Is 35,1-6a. 10: Ellos verán la gloria de Dios, la belleza de nuestro Dios.
Sal 145,7-10: Ven, Señor, a salvarnos.
St 5,7-10: Tened paciencia, hermanos, hasta la venida del Señor.
Mt 11,2-11: Él es de quien está escrito: “Yo envío mi mensajero delante de ti”.
De la familia hay que hablar bien; al fin y al cabo, la consanguinidad ata y, aunque no se trate de justificar la mancha, al menos se pide no airearla. Leyes no escritas de parentesco. No sucede así siempre entre los cristianos, aunque haya motivos más que genéticos para el bien decir.
Los profetas tienen entre sí vínculos estrechos, los une la genética de su palabra. Se la escucharon a Dios, el que los eligió y la elección los convirtió en familia. Atados al mismo origen, al mismo oficio, a las mismas incomprensiones y, tal vez, más que nada, incluso a las mismas derrotas. Alguna de ellas incluso parecerá definitiva.
El parentesco entre Juan el Bautista y Jesús les venía por varias líneas. Más apta para el censo del César por la materna, de prima a prima. La profética de Señor a siervo. La del Reino de anunciador a anuncio.
El último de los profetas sintonizaba con los anteriores en palabra y obra. Y, cómo no, con aquel de quien profetizaba. Este privilegio no lo tuvieron los otros: pudo ver y escuchar a Aquel de quien hablaban las profecías y de quien él mismo estaba predicando. Le valió más lo de portavoz de la Palabra que lo de primo del Verbo; la sangre no sobrepasaba en fuerza la encomienda de Dios Padre. Esto lo sabían bien los profetas.

########################################

*TAREAS REQUERIDAS*.
A. Indique si cada afirmación concuerda con el comentario y cite las palabras que lo deciden. (i) El parentesco entre Juan el Bautista y Jesús venía por una sola línea. (ii) Juan pudo ver y escuchar a Aquel de quien hablaban las profecías. (iii) A Juan le valió más ser primo del Verbo que portavoz de la Palabra.
B. Cambie "Juan el Bautista" por "el Precursor" y reescriba el pasaje del comentario de "El parentesco entre" a "bien los profetas.".
C. Según el comentario, ¿por qué los profetas forman una familia? Explíquelo en una a tres oraciones.
Los registros no intervienen en nada de esto.

########################################

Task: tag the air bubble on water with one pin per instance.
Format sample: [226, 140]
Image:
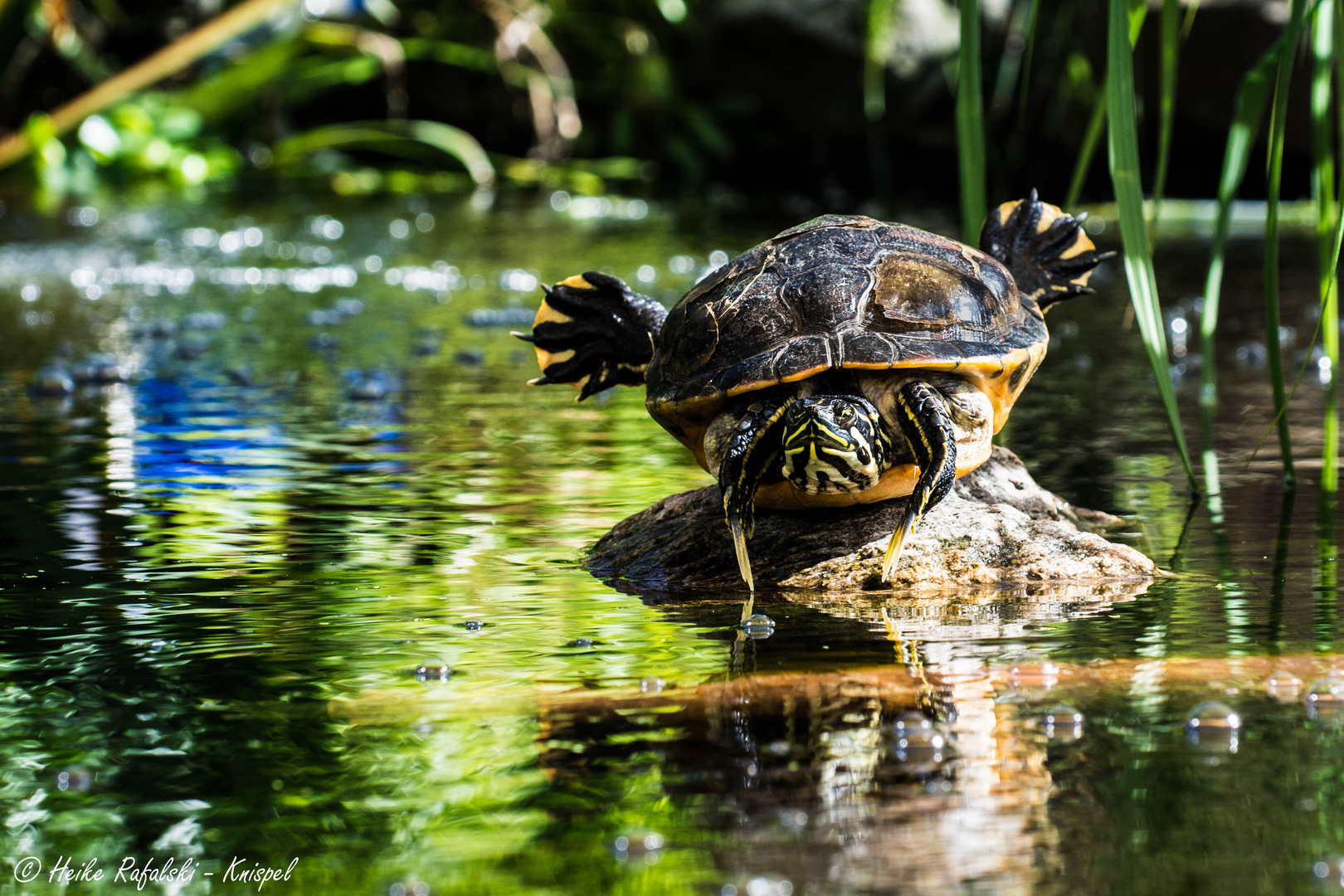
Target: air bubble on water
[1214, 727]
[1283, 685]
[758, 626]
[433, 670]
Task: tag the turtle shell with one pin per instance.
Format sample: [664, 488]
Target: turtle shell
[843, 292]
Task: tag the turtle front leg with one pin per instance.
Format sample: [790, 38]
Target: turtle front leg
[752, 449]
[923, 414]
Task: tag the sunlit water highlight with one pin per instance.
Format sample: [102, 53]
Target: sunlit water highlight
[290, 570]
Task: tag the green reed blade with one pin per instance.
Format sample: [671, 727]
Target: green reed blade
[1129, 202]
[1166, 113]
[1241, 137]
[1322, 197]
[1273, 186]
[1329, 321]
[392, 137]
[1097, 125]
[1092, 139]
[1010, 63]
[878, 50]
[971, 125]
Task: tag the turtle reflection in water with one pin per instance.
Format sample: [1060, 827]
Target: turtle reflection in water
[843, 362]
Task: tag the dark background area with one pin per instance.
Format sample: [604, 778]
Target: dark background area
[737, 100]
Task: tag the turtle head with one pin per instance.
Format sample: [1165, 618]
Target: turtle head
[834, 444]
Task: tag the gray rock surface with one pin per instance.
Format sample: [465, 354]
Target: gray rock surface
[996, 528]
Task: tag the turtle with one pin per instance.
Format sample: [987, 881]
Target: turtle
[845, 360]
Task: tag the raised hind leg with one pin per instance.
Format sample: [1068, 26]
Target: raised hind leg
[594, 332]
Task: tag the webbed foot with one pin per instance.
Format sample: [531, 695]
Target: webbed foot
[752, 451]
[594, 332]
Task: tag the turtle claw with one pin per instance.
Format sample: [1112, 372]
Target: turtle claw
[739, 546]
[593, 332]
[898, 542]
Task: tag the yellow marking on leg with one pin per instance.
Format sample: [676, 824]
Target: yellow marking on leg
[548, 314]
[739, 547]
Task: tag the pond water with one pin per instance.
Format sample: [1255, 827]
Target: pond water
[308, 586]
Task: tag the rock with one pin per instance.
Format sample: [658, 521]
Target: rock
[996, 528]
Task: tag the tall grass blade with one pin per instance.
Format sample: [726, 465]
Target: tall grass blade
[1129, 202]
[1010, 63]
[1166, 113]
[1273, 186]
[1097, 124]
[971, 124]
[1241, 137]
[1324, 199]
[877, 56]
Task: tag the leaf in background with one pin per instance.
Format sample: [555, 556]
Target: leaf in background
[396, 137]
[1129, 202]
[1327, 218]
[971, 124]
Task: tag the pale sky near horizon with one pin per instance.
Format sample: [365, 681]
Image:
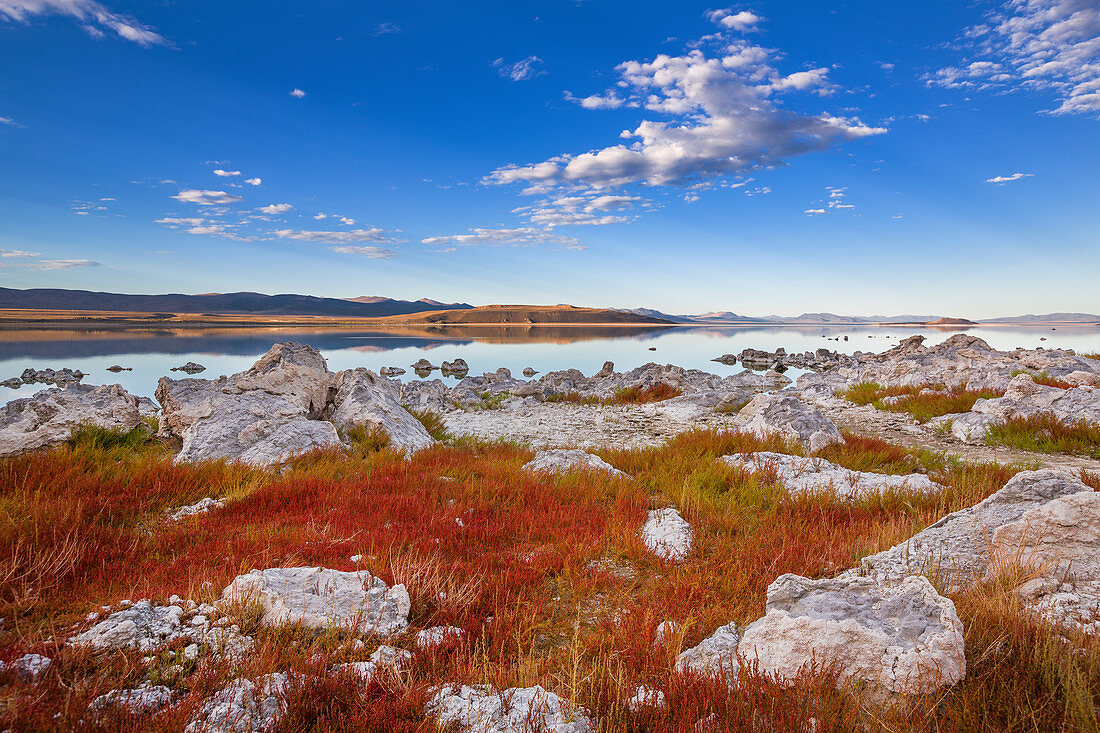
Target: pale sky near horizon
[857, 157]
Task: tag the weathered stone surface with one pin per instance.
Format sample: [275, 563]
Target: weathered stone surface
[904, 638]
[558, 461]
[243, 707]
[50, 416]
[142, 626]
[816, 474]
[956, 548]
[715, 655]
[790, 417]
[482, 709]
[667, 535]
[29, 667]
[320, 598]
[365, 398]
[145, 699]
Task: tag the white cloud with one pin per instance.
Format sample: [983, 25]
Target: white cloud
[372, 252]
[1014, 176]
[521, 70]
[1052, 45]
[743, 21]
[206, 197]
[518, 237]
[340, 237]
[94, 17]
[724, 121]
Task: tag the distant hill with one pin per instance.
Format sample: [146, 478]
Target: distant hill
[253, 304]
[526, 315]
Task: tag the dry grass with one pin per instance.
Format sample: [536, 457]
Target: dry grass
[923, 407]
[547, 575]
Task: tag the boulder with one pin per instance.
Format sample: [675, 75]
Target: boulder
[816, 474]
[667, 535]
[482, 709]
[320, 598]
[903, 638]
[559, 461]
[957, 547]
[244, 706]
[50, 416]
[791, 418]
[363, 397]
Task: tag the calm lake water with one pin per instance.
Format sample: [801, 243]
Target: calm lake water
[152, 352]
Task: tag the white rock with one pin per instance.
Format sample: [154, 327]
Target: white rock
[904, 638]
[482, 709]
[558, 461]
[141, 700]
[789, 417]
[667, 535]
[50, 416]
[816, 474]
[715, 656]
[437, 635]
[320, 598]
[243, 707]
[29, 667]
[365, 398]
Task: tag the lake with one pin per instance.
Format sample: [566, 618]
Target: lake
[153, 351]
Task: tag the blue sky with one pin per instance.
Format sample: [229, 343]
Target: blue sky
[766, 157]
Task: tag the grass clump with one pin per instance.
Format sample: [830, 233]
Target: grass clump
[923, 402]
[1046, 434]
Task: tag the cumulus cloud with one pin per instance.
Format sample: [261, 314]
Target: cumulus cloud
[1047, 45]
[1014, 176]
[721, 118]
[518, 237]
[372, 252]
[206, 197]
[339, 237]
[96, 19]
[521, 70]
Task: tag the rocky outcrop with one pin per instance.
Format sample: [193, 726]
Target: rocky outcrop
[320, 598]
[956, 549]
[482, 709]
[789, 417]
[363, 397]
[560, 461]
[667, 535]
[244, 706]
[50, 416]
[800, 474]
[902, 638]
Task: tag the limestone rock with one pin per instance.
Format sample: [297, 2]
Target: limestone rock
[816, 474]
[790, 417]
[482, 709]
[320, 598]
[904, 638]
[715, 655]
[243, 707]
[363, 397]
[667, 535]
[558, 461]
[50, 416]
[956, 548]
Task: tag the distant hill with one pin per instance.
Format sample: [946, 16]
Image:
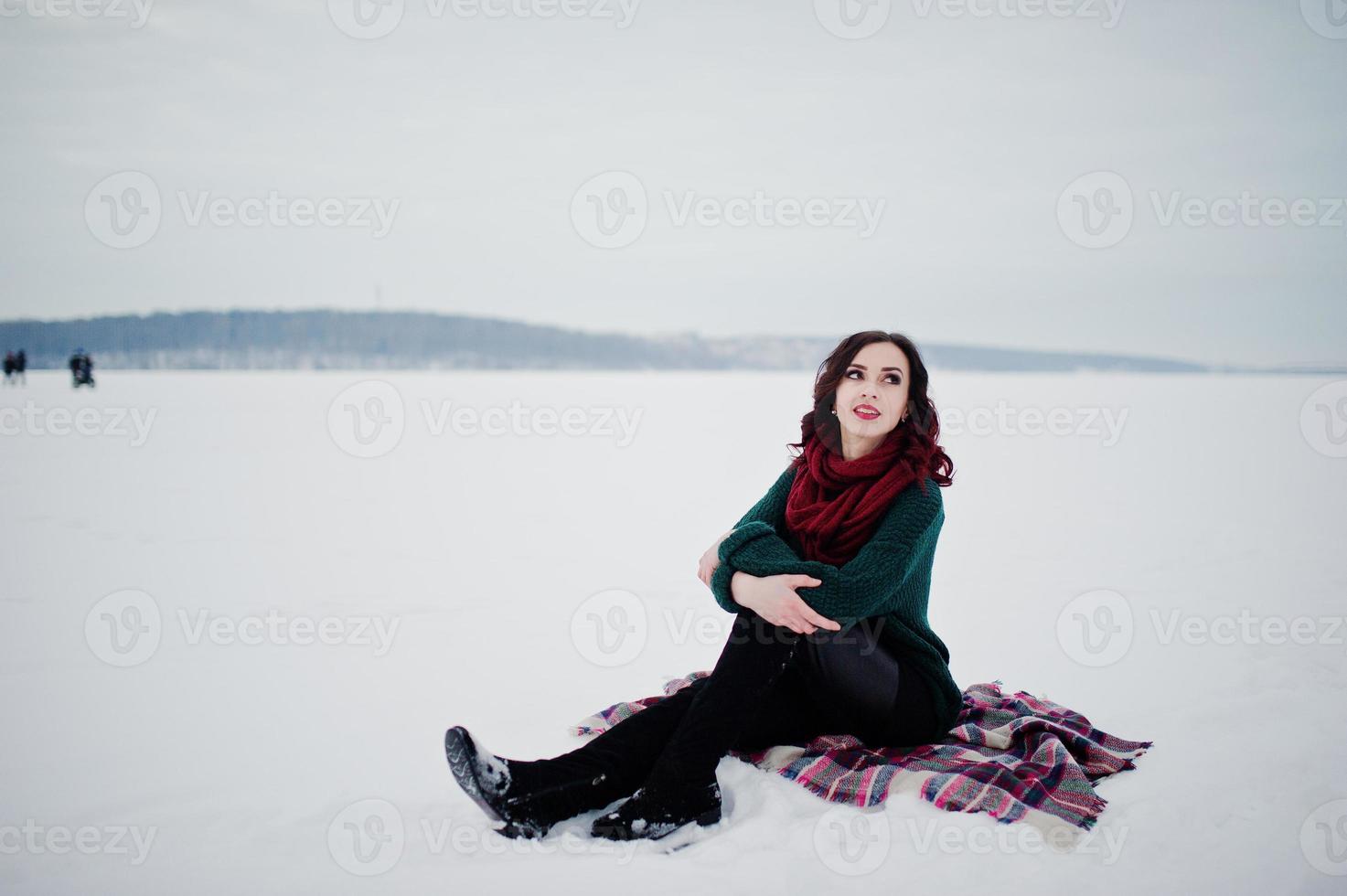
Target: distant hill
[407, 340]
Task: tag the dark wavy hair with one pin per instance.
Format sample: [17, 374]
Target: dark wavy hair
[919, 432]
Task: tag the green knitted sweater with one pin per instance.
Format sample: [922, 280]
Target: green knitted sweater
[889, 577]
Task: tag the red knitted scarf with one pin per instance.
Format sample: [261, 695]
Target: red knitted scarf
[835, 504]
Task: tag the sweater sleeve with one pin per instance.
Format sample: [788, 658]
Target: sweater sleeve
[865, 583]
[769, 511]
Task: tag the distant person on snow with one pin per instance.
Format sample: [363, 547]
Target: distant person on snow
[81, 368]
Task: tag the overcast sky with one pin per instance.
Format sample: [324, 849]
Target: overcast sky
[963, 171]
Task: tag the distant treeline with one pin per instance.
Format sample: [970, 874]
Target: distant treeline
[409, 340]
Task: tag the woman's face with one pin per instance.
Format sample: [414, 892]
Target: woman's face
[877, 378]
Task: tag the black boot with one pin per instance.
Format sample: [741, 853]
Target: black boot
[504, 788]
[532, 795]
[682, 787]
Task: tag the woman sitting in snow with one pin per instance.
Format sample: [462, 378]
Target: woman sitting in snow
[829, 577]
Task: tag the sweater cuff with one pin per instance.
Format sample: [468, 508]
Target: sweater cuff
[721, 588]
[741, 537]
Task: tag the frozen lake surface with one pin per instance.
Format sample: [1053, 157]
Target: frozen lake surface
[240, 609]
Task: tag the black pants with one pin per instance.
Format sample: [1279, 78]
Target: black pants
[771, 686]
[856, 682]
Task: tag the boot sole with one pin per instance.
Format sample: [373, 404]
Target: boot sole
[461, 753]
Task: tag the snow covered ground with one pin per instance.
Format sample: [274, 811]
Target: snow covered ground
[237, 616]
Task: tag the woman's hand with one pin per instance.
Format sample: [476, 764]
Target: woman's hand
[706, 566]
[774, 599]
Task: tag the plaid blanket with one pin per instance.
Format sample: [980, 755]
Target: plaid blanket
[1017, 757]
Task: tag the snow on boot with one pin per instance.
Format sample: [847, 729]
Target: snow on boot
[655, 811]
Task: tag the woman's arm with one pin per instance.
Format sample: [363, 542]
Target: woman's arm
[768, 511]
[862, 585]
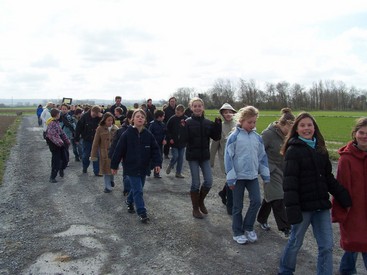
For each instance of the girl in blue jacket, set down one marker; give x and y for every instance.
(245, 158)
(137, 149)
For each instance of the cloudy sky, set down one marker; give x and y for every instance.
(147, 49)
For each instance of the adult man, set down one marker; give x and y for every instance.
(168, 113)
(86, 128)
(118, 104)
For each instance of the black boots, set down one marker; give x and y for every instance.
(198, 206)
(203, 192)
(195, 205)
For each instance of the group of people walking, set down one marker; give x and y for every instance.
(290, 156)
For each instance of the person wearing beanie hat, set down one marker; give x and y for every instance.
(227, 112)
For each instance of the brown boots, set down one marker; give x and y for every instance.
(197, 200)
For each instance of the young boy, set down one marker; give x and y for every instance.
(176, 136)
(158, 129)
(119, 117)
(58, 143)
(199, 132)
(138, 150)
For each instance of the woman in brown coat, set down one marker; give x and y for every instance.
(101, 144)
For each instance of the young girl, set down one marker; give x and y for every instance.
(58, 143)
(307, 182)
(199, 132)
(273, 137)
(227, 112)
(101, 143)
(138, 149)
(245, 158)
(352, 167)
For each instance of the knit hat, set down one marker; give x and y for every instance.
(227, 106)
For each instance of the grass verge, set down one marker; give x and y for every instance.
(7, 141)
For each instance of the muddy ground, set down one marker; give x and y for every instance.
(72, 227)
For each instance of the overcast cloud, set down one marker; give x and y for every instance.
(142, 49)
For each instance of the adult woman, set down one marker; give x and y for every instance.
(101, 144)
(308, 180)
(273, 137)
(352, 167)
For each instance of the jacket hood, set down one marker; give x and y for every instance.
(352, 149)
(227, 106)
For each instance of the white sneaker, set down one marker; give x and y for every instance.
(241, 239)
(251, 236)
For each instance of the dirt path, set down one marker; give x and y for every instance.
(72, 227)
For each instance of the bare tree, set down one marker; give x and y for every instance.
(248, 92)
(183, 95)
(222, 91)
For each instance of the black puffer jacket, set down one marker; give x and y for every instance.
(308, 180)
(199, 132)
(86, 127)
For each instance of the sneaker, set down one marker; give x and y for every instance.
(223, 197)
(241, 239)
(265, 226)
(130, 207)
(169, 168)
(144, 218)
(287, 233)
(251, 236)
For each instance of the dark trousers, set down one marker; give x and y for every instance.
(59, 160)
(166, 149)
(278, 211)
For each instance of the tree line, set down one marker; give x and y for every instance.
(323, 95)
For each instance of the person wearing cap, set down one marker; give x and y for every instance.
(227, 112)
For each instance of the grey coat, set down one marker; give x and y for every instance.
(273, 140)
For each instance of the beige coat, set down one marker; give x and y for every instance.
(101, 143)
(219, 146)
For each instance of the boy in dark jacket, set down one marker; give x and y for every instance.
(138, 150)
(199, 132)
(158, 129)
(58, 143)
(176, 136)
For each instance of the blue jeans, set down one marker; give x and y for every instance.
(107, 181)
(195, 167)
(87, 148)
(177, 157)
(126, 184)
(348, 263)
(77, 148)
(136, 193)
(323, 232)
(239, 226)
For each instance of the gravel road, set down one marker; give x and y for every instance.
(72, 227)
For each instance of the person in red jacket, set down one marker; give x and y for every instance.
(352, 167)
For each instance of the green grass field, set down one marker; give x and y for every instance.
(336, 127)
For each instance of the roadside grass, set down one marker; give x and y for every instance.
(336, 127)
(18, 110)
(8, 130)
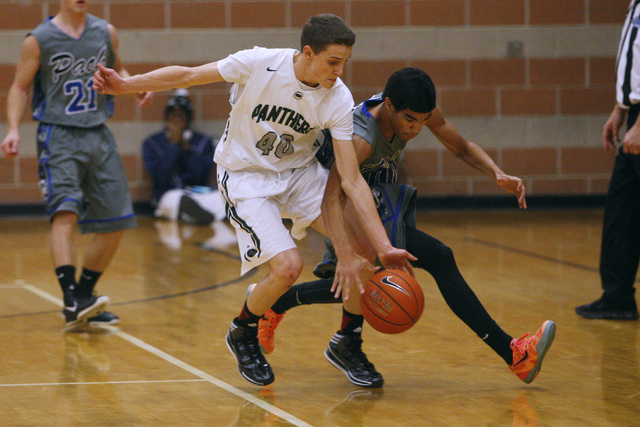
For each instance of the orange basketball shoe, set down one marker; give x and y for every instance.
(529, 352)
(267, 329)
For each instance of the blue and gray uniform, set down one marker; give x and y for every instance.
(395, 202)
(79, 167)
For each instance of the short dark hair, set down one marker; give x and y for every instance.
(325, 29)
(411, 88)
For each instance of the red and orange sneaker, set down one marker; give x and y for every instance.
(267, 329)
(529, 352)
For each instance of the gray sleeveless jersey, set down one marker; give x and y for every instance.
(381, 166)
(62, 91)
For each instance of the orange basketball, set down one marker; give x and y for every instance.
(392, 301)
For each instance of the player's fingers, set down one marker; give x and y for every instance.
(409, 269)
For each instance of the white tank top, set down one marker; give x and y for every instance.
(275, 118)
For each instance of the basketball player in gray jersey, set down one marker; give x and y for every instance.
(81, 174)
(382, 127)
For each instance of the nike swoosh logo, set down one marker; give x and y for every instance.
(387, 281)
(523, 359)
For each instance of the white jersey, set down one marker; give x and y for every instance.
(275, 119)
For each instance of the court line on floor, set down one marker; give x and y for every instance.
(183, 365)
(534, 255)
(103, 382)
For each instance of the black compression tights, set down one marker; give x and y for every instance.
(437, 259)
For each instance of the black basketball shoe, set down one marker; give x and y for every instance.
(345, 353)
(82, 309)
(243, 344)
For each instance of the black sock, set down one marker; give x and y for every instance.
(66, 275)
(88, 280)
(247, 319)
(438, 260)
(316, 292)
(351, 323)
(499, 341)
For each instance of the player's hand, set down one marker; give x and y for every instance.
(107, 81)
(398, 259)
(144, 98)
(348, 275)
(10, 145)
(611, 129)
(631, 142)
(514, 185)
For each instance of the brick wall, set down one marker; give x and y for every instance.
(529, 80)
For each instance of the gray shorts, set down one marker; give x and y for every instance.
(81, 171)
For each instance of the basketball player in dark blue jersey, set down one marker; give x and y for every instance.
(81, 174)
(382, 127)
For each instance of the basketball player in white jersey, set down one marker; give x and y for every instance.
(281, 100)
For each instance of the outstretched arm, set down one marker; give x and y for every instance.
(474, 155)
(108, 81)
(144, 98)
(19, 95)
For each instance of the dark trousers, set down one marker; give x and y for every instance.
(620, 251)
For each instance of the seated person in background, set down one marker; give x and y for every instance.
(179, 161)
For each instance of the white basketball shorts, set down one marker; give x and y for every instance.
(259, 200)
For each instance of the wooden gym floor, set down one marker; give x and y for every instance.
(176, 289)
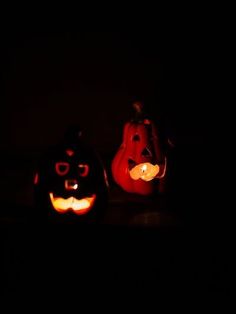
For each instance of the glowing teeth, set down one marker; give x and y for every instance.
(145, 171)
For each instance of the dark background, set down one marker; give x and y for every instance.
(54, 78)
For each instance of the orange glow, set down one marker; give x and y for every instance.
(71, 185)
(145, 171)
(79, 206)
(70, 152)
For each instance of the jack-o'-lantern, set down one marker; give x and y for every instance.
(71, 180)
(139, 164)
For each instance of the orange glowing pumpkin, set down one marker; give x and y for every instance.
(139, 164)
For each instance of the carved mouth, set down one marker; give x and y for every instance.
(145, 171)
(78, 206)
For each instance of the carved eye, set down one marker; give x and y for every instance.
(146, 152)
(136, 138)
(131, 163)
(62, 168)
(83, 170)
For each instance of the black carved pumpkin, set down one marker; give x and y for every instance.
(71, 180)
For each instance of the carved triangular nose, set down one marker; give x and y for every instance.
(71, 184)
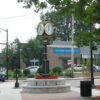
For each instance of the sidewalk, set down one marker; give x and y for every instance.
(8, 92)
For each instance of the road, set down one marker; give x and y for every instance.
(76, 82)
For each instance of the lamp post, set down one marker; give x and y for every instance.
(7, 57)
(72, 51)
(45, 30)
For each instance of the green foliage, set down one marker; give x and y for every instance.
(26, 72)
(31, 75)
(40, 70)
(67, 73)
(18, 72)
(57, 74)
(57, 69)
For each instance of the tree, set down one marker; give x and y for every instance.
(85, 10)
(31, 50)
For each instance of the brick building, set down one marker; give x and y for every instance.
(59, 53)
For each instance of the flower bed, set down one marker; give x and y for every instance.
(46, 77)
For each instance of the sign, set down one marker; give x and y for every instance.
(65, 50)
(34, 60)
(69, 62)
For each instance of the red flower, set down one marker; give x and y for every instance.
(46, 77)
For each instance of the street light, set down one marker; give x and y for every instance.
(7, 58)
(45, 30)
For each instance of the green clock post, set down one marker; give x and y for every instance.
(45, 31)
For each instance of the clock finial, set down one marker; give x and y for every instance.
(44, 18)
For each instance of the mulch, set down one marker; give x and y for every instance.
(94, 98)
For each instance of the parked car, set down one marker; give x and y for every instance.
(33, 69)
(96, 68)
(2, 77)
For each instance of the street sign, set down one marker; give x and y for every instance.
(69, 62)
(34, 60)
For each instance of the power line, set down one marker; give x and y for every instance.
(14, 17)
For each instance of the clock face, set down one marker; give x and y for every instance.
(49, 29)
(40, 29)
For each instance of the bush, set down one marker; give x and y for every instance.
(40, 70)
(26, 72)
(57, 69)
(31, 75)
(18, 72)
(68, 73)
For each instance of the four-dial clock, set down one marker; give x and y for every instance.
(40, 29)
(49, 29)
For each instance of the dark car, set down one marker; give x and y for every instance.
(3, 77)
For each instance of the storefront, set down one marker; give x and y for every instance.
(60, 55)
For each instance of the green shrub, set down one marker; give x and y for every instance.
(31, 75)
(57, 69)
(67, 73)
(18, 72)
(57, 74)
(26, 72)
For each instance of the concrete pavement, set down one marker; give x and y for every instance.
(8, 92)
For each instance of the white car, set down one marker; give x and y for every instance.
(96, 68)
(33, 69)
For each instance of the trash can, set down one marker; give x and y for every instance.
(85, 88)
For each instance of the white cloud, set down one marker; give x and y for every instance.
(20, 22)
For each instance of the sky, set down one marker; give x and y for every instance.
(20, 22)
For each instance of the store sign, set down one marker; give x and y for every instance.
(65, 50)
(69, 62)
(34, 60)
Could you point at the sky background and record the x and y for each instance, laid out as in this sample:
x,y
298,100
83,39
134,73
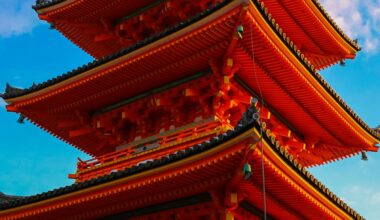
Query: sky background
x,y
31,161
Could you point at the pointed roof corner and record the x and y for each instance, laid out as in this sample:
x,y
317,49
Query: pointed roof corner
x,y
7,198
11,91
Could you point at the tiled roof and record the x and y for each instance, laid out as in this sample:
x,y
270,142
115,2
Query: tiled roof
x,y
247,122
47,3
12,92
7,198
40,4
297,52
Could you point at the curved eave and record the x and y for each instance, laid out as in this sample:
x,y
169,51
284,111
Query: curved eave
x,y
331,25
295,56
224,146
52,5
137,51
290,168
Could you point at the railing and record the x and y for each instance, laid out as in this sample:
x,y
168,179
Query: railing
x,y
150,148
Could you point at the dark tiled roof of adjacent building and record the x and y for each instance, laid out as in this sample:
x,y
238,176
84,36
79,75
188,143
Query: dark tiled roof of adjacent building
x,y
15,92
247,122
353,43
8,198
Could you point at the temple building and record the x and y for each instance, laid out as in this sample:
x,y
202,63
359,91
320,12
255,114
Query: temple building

########################################

*SOLUCIONES PROPUESTAS*.
A.
(i) No: "El parentesco entre Juan el Bautista y Jesús les venía por varias líneas."
(ii) Sí: "pudo ver y escuchar a Aquel de quien hablaban las profecías"
(iii) No: "Le valió más lo de portavoz de la Palabra que lo de primo del Verbo"

B.
El parentesco entre el Precursor y Jesús les venía por varias líneas. Más apta para el censo del César por la materna, de prima a prima. La profética de Señor a siervo. La del Reino de anunciador a anuncio.
El último de los profetas sintonizaba con los anteriores en palabra y obra. Y, cómo no, con aquel de quien profetizaba. Este privilegio no lo tuvieron los otros: pudo ver y escuchar a Aquel de quien hablaban las profecías y de quien él mismo estaba predicando. Le valió más lo de portavoz de la Palabra que lo de primo del Verbo; la sangre no sobrepasaba en fuerza la encomienda de Dios Padre. Esto lo sabían bien los profetas.

C. Los profetas forman una familia porque Dios los eligió. Todos escucharon a Dios la palabra que comparten, y esa elección los convirtió en familia.